* 依頼事項 A
下のレコードから、「Can you find the car side」を含む行に始まり「point(355, 314)」を含む行で終わる範囲を、両端の行も含めて一字一句変えずに抜き出してください。

* ページ抜粋
──────────────────────────────

達而録

中国学を志す学生達の備忘録。毎週火曜日更新。

呉叡人『台湾、あるいは孤立無援の島の思想』(2)

 前回の続きです、今日は、呉叡人著(駒込武訳)『台湾、あるいは孤立無援の島の思想』(みすず書房、2021)のうち、「比較史、地政学、そして日本において寂寞の内に台湾を研究するという営みについて」という文章を読んでいきます。

 本章は、2011年の日本台湾学会でのベネディクト・アンダーソンの基調講演に対する応答として、その弟子である呉叡人が発表したものです。 

 まず、第一節「「常にオリンポスの神々のように思考せよ」――比較歴史学の解放力」(p.94~)を読んでいきましょう。

 アンダーソン教授のナショナリズム研究のアプローチもしくは方法論は、比較歴史学、あるいは比較歴史社会学の一種と言いうるでしょう。しかし、それは単なる比較史の一種ではなく、地球規模の比較史です。つまり、一種の世界史的な比較分析だということです。このアプローチの重要な特徴は、鳥瞰的に眺めた歴史だということです。すなわち大局を捉え、同じような事件や現象が異なる地域で通時的に展開するばかりでなく、それらが共時的に結びついているものとして捉えるのです。ある特定の場所で発生した事件が、しばしばさらに大きな世界史的プロセスの一部ともなり、その過程に働くメカニズムとパターンを弁別し、解釈することが可能となるのです。数年前、師は手紙の中で、「常にオリンポスの神々のように思考せよ(Always Think Olympian!)とわたしを戒めました。……(中略)

──────────────────────────────

* 依頼事項 B
ページ抜粋によれば、本章はどの学会における誰の基調講演への応答として発表されたものですか。

写真内の物体を指し示すレコード

──────────────────────────────

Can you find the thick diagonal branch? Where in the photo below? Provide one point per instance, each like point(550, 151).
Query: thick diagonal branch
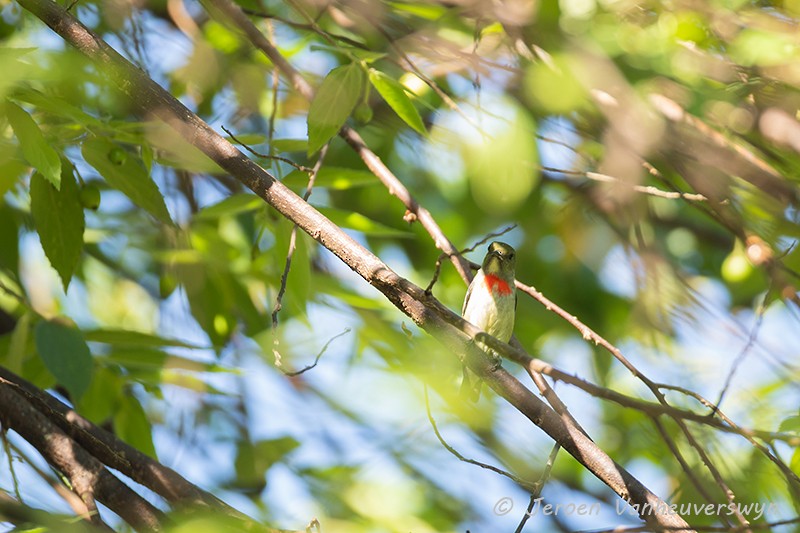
point(88, 477)
point(425, 311)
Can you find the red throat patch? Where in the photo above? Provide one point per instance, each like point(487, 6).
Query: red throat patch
point(497, 285)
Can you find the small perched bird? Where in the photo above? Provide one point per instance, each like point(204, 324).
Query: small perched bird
point(491, 303)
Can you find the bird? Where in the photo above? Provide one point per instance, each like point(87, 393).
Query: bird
point(490, 304)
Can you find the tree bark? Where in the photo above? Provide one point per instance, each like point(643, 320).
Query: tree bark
point(427, 312)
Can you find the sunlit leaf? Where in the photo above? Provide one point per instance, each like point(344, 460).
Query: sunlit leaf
point(395, 95)
point(58, 218)
point(335, 100)
point(124, 171)
point(133, 338)
point(35, 148)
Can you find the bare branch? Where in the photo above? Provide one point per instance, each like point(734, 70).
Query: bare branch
point(527, 485)
point(428, 313)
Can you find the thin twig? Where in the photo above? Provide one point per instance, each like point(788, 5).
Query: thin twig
point(751, 340)
point(316, 360)
point(527, 485)
point(312, 176)
point(299, 167)
point(548, 467)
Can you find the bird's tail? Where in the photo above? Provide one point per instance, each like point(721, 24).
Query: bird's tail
point(470, 385)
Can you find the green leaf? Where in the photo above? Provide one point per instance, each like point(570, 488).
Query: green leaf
point(35, 149)
point(56, 106)
point(790, 424)
point(58, 218)
point(395, 95)
point(101, 399)
point(153, 360)
point(65, 354)
point(337, 97)
point(133, 338)
point(254, 459)
point(290, 145)
point(124, 171)
point(336, 178)
point(358, 222)
point(9, 239)
point(132, 426)
point(795, 463)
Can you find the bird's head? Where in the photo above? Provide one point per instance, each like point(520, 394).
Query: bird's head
point(500, 261)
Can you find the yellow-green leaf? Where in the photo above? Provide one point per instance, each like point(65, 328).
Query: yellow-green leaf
point(58, 218)
point(337, 97)
point(35, 149)
point(395, 95)
point(125, 172)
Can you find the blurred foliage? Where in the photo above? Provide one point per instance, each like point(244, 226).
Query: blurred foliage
point(646, 151)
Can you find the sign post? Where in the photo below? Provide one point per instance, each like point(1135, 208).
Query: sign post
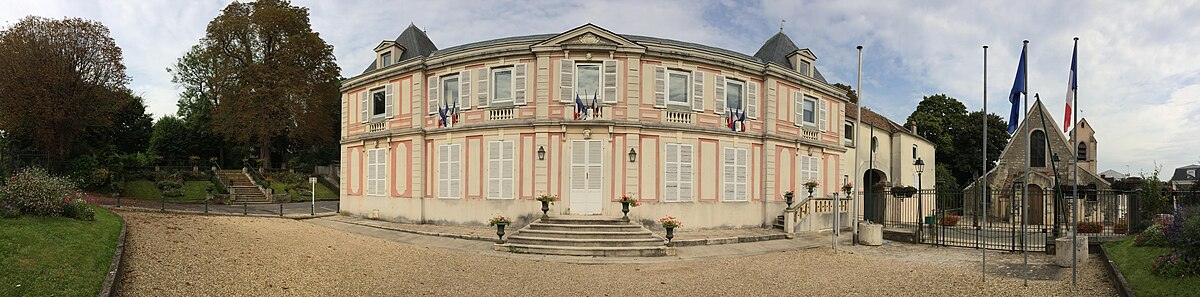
point(313, 181)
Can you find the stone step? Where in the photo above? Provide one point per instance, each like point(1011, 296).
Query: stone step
point(587, 242)
point(586, 220)
point(660, 250)
point(625, 228)
point(583, 235)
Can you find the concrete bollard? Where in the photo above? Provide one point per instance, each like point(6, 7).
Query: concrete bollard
point(1062, 250)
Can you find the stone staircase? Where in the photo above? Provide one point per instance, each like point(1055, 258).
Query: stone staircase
point(244, 189)
point(586, 236)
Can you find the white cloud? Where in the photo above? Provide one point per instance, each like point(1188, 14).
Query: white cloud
point(1139, 68)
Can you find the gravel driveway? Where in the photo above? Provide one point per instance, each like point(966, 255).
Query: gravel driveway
point(202, 255)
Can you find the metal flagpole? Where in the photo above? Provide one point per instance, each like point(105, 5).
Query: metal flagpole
point(1074, 134)
point(858, 119)
point(1025, 181)
point(984, 179)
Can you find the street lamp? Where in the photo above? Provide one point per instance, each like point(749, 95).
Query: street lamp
point(921, 210)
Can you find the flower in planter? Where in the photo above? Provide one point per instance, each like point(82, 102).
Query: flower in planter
point(547, 198)
point(670, 222)
point(630, 200)
point(499, 220)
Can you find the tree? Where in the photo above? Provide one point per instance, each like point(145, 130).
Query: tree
point(61, 78)
point(269, 76)
point(850, 92)
point(171, 139)
point(957, 134)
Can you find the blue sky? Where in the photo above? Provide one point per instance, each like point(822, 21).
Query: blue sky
point(1139, 72)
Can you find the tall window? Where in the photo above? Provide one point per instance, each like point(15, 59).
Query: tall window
point(450, 170)
point(377, 171)
point(733, 95)
point(1083, 151)
point(677, 173)
point(378, 102)
point(736, 174)
point(678, 85)
point(502, 85)
point(450, 91)
point(810, 170)
point(1038, 149)
point(587, 80)
point(499, 169)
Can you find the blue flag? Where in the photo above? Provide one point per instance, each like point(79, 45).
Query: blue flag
point(1014, 96)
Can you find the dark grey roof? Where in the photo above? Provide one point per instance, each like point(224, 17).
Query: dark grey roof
point(415, 44)
point(774, 50)
point(777, 49)
point(1181, 174)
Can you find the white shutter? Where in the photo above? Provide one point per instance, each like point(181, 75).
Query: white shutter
point(685, 174)
point(751, 99)
point(671, 173)
point(610, 82)
point(660, 88)
point(719, 94)
point(825, 111)
point(493, 169)
point(697, 91)
point(799, 108)
point(465, 90)
point(567, 80)
point(391, 99)
point(481, 86)
point(433, 95)
point(508, 170)
point(730, 175)
point(366, 107)
point(456, 170)
point(519, 80)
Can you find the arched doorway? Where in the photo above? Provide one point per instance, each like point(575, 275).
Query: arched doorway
point(874, 201)
point(1037, 205)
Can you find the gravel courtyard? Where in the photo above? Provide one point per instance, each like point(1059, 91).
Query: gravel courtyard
point(202, 255)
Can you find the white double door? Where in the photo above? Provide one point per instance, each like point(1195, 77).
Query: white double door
point(587, 176)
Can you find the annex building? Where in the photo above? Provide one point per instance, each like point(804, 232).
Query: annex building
point(713, 137)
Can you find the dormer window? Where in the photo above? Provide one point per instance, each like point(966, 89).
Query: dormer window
point(384, 59)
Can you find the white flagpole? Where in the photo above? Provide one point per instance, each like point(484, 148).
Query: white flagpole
point(1025, 181)
point(858, 119)
point(984, 179)
point(1074, 133)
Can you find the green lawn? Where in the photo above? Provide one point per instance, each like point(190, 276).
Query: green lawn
point(57, 256)
point(193, 191)
point(1134, 264)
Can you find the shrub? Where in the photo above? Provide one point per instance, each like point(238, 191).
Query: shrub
point(1090, 226)
point(36, 192)
point(1152, 236)
point(79, 208)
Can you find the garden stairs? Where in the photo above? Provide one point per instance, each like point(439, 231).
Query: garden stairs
point(244, 189)
point(586, 236)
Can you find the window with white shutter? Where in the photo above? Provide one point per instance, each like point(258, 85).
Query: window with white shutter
point(502, 85)
point(567, 80)
point(432, 96)
point(377, 171)
point(499, 169)
point(610, 82)
point(753, 99)
point(825, 115)
point(450, 170)
point(677, 174)
point(735, 175)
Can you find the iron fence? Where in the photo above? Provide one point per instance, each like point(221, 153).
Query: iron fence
point(948, 217)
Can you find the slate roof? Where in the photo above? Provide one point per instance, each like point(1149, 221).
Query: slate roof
point(1181, 174)
point(774, 50)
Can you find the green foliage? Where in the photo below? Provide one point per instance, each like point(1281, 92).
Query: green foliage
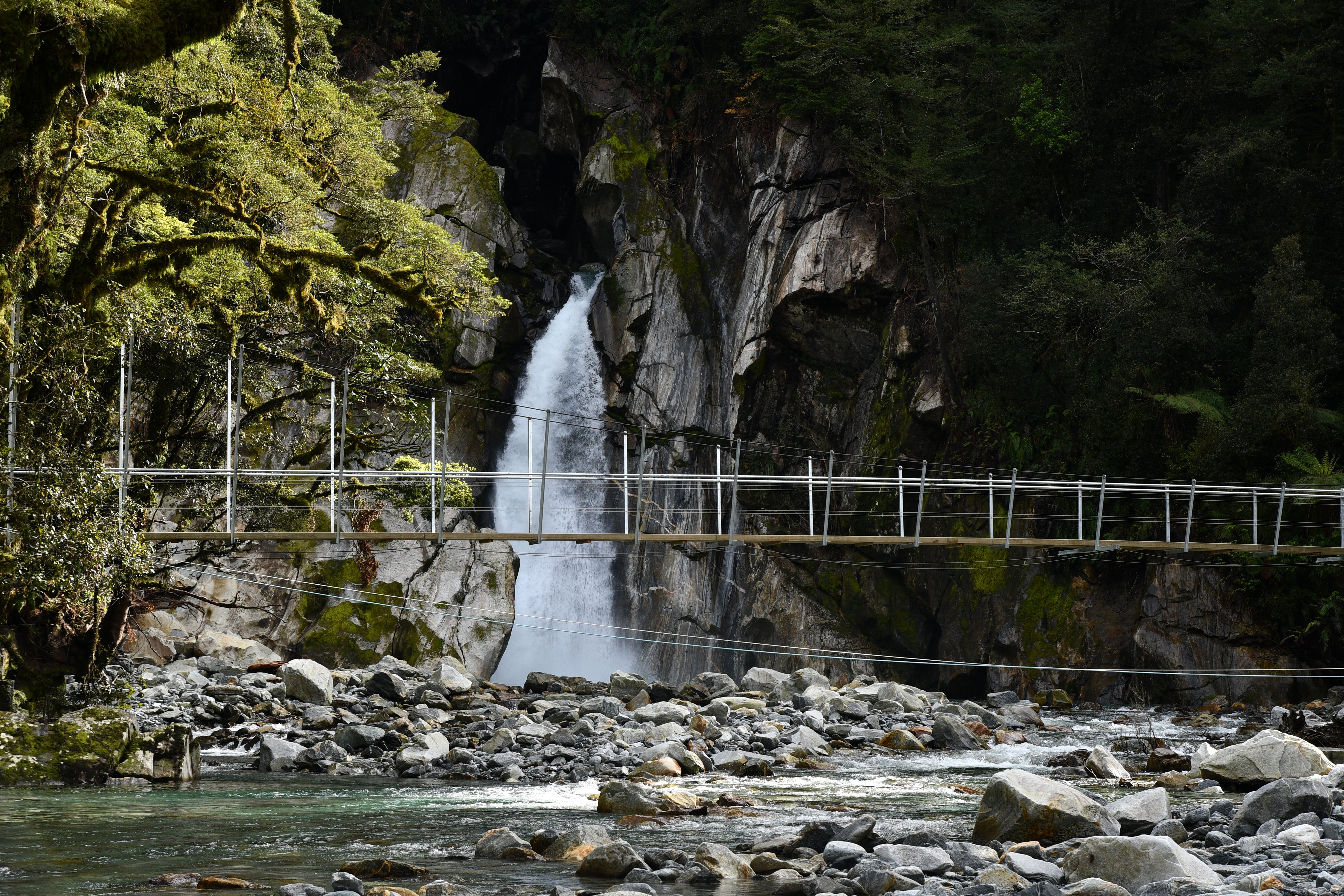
point(1043, 121)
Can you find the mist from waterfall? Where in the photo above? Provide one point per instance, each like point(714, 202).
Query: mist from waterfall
point(561, 581)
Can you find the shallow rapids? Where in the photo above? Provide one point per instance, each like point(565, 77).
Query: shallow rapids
point(276, 829)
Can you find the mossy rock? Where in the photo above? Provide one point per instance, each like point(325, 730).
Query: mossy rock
point(81, 746)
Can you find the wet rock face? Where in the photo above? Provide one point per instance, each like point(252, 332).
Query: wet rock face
point(1019, 806)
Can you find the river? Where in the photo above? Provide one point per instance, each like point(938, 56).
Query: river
point(276, 829)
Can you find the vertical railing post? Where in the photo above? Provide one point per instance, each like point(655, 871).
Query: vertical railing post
point(733, 514)
point(1254, 516)
point(1080, 510)
point(433, 468)
point(1279, 520)
point(1101, 503)
point(1190, 515)
point(546, 452)
point(991, 503)
point(718, 484)
point(238, 426)
point(331, 459)
point(530, 475)
point(826, 516)
point(1167, 511)
point(810, 497)
point(443, 471)
point(345, 418)
point(924, 477)
point(121, 440)
point(901, 499)
point(639, 496)
point(14, 398)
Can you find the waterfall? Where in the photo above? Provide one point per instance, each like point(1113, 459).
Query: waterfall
point(560, 580)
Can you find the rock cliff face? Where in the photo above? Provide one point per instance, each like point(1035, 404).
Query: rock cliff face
point(753, 295)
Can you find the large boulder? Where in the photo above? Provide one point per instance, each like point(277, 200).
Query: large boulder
point(724, 863)
point(627, 798)
point(494, 843)
point(388, 686)
point(1134, 862)
point(308, 682)
point(967, 856)
point(451, 678)
point(1267, 757)
point(240, 652)
point(764, 680)
point(1281, 800)
point(931, 860)
point(276, 754)
point(423, 751)
point(576, 844)
point(949, 734)
point(80, 748)
point(662, 713)
point(355, 738)
point(1022, 806)
point(1101, 763)
point(611, 860)
point(1140, 813)
point(800, 682)
point(623, 686)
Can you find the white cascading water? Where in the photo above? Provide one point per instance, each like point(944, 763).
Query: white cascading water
point(562, 588)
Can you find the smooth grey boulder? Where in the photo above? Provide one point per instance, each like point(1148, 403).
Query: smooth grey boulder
point(1022, 713)
point(423, 751)
point(800, 682)
point(574, 844)
point(1101, 763)
point(609, 707)
point(764, 680)
point(967, 856)
point(1280, 800)
point(277, 753)
point(302, 890)
point(949, 734)
point(1139, 813)
point(877, 878)
point(494, 843)
point(307, 682)
point(662, 713)
point(611, 860)
point(1095, 887)
point(715, 683)
point(623, 686)
point(931, 860)
point(347, 882)
point(1267, 757)
point(1034, 870)
point(1019, 806)
point(724, 863)
point(1171, 828)
point(859, 831)
point(388, 684)
point(357, 738)
point(1134, 862)
point(840, 850)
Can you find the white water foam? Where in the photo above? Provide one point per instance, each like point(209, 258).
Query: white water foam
point(561, 580)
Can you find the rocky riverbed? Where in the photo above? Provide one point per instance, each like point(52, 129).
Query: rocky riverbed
point(772, 784)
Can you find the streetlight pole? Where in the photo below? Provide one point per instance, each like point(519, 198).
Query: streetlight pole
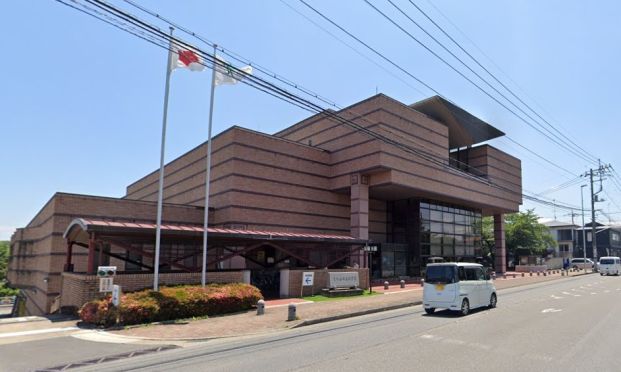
point(583, 228)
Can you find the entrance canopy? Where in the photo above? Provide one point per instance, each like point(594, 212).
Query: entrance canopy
point(133, 242)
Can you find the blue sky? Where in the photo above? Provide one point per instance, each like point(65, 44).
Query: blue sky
point(81, 101)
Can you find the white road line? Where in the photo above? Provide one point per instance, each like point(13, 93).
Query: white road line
point(551, 310)
point(37, 332)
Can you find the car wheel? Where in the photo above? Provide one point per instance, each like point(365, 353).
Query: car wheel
point(493, 301)
point(465, 307)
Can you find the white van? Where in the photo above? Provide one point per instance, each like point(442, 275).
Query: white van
point(609, 266)
point(458, 287)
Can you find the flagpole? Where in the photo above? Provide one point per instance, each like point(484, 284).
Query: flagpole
point(158, 229)
point(208, 170)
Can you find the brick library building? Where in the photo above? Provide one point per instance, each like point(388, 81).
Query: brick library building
point(413, 180)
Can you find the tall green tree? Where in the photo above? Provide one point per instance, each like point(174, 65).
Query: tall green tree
point(4, 259)
point(523, 230)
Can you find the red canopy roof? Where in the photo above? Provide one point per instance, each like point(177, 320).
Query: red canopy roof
point(92, 225)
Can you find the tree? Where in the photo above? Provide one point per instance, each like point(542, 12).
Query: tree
point(4, 259)
point(522, 230)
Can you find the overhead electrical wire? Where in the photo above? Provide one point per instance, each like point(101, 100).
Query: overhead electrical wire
point(286, 96)
point(548, 135)
point(326, 18)
point(594, 158)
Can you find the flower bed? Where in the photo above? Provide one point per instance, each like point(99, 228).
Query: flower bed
point(171, 303)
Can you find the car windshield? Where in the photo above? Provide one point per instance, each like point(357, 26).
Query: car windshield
point(440, 274)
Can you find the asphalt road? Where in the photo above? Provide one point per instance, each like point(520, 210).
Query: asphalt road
point(568, 325)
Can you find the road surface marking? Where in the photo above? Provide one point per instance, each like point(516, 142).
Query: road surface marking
point(37, 331)
point(551, 310)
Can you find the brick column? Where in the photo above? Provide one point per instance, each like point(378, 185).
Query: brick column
point(68, 264)
point(359, 215)
point(499, 240)
point(90, 266)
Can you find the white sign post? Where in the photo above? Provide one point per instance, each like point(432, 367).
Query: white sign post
point(116, 295)
point(105, 274)
point(308, 279)
point(105, 284)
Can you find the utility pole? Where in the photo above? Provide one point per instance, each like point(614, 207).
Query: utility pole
point(593, 228)
point(601, 170)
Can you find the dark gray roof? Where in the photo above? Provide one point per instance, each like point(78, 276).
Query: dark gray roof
point(465, 129)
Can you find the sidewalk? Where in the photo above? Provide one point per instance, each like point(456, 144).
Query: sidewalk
point(308, 312)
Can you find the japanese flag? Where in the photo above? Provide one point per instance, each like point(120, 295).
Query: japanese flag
point(186, 58)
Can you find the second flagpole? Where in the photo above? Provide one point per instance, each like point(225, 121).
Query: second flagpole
point(208, 168)
point(160, 190)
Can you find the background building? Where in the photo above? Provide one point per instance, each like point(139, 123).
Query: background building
point(414, 180)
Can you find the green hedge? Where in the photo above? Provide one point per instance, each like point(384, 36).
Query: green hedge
point(171, 303)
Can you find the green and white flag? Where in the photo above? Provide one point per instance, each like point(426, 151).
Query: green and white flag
point(227, 74)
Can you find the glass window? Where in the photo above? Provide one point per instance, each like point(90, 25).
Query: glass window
point(440, 274)
point(460, 229)
point(424, 214)
point(435, 215)
point(471, 273)
point(459, 240)
point(460, 250)
point(424, 249)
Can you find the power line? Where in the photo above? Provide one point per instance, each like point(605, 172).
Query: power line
point(326, 18)
point(278, 92)
point(594, 158)
point(557, 141)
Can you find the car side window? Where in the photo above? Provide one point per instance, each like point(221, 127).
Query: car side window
point(471, 273)
point(479, 273)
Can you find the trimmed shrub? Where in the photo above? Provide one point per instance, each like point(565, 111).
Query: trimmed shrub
point(171, 303)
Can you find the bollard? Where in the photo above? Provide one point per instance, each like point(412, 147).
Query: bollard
point(292, 312)
point(260, 307)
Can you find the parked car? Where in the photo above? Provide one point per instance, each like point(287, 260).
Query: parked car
point(579, 263)
point(457, 287)
point(609, 266)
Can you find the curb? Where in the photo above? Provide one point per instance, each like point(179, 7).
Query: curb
point(355, 314)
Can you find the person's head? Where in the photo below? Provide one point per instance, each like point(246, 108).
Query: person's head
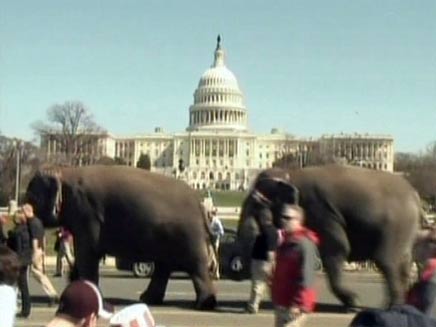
point(292, 217)
point(19, 217)
point(3, 219)
point(28, 210)
point(80, 304)
point(9, 266)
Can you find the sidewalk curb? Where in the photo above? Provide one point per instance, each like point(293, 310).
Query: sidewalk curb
point(50, 260)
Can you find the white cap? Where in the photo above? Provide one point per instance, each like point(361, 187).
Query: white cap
point(290, 211)
point(137, 315)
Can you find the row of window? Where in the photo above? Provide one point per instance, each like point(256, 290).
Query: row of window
point(213, 98)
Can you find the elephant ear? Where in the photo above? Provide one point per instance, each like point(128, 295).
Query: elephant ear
point(287, 193)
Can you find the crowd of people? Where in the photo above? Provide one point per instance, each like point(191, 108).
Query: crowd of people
point(282, 261)
point(80, 304)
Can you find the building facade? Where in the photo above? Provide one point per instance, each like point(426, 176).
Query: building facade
point(218, 151)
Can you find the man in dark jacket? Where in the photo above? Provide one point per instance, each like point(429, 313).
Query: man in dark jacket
point(292, 289)
point(262, 259)
point(19, 240)
point(37, 233)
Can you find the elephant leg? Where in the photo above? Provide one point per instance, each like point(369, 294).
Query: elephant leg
point(85, 265)
point(204, 288)
point(335, 251)
point(155, 292)
point(405, 271)
point(391, 272)
point(333, 266)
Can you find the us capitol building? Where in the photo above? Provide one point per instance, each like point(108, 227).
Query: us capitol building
point(218, 151)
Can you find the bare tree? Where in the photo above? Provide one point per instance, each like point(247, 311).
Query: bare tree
point(420, 170)
point(144, 162)
point(71, 127)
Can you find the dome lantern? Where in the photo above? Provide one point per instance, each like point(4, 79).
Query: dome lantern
point(218, 100)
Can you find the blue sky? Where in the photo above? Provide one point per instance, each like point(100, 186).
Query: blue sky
point(307, 67)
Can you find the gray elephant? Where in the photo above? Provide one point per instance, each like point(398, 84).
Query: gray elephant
point(131, 213)
point(359, 214)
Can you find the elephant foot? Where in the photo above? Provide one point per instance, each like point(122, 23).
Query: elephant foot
point(209, 303)
point(350, 302)
point(148, 298)
point(352, 309)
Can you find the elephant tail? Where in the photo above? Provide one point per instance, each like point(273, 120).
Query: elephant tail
point(212, 259)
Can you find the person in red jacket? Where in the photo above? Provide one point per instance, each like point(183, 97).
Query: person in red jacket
point(292, 286)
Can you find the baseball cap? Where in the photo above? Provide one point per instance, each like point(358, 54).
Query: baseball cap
point(290, 211)
point(82, 298)
point(135, 315)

──────────────────────────────

* 正解 A
Can you find the car side window? Where in the photo above? Provide one point per instance, each like point(221, 127).
Query: car side window
point(471, 273)
point(479, 273)
Can you find the trimmed shrub? Where in the photo above? Provide one point per instance, each like point(565, 111).
Query: trimmed shrub
point(171, 303)
Can you find the bollard? Where in the photo above? Provide one point per instance, each like point(412, 147).
Query: bollard
point(292, 312)
point(260, 307)
Can you find the parked car? Where in the photo above? Provide one point per instance, each like point(287, 260).
Query: parked car
point(579, 263)
point(457, 287)
point(609, 266)
Can you find the curb? Where in the photo above? Provide one point per instance, each like point(179, 7).
Query: curb
point(355, 314)

* 正解 B
2011年の日本台湾学会でのベネディクト・アンダーソンの基調講演への応答として発表されたものです。